The exercise: Copy out the records below word for word, leaving out the pictures.

Entries supplied:
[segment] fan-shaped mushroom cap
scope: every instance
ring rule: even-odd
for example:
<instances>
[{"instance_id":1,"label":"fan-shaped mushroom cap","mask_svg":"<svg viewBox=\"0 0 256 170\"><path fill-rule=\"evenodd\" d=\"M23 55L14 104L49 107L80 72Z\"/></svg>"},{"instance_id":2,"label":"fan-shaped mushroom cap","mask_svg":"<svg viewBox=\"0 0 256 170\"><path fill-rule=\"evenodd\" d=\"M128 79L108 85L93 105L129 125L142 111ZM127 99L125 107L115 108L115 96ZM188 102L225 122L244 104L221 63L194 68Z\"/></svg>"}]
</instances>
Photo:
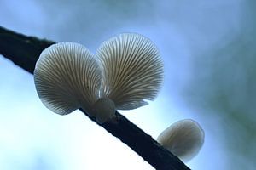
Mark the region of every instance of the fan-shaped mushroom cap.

Full answer:
[segment] fan-shaped mushroom cap
scope: every instance
ring rule: even-odd
for example:
<instances>
[{"instance_id":1,"label":"fan-shaped mushroom cap","mask_svg":"<svg viewBox=\"0 0 256 170\"><path fill-rule=\"evenodd\" d=\"M23 55L14 104L49 107L80 72Z\"/></svg>"},{"instance_id":2,"label":"fan-shaped mushroom cap","mask_svg":"<svg viewBox=\"0 0 256 170\"><path fill-rule=\"evenodd\" d=\"M128 79L108 85L93 105L129 125L142 111ZM127 99L125 107L115 108L115 96ZM188 102L225 122L244 104L221 63L194 68Z\"/></svg>"}]
</instances>
Photo:
Mark the region of every instance of the fan-shaped mushroom cap.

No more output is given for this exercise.